_Your objective_: Take the lines from the one containing "the white paper." through the end of the items and write them out again with "sample" switched to "template", changing nothing else.

_Records to process_:
========

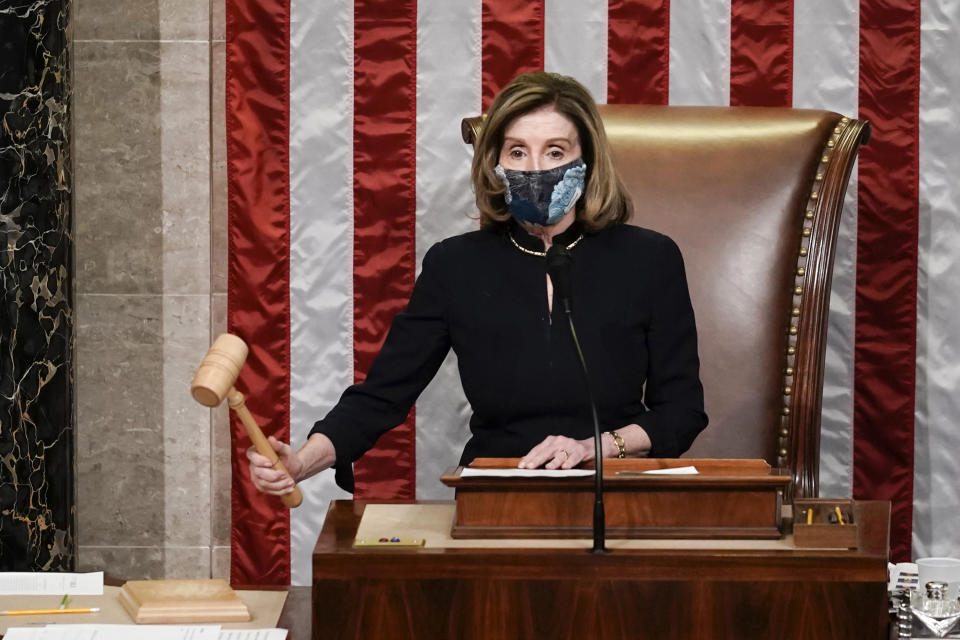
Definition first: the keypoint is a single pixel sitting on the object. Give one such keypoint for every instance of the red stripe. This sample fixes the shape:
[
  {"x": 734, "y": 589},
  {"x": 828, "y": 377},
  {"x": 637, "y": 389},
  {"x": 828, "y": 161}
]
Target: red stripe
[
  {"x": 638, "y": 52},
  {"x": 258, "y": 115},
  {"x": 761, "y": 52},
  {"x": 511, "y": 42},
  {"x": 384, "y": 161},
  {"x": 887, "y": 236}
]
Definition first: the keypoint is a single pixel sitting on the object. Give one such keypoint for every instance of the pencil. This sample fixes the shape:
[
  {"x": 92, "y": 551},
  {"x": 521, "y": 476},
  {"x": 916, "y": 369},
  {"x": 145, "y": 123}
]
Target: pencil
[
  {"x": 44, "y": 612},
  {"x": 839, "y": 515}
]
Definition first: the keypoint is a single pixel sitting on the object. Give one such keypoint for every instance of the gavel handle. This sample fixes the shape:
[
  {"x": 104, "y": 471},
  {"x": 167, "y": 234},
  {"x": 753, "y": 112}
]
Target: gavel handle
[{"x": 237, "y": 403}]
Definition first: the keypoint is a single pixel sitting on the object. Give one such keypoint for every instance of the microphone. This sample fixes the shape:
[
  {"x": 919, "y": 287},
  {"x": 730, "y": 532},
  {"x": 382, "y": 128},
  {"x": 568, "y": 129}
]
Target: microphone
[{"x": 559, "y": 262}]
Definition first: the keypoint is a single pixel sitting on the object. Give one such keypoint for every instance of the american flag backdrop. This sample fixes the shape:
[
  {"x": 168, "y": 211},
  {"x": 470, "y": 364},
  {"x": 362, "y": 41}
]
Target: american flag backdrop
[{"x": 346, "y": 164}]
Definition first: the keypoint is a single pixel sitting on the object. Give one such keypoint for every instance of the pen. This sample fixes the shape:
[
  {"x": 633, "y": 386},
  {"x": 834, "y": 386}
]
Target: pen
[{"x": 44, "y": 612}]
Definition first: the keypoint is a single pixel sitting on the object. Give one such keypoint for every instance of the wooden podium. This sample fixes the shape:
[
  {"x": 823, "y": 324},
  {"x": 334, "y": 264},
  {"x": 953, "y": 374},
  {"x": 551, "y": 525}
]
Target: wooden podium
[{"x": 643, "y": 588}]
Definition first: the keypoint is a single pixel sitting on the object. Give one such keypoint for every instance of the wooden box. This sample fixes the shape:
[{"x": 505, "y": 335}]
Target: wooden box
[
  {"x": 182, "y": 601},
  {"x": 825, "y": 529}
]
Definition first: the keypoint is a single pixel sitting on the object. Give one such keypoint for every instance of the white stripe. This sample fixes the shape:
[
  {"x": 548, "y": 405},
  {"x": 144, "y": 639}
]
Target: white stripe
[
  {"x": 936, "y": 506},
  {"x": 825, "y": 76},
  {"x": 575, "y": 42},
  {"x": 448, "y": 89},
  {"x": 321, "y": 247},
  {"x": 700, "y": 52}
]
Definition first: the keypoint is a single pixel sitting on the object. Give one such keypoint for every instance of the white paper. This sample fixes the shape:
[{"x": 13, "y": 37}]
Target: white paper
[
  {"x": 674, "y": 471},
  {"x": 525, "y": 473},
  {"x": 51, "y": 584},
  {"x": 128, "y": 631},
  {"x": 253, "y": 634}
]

========

_In response_:
Definition first: the keypoint is a single pixel sitting on the object. Give one such keypoint for every instance of the white paper. This template fixes the shape:
[{"x": 13, "y": 37}]
Target: white paper
[
  {"x": 674, "y": 471},
  {"x": 525, "y": 473},
  {"x": 51, "y": 584},
  {"x": 128, "y": 631},
  {"x": 253, "y": 634}
]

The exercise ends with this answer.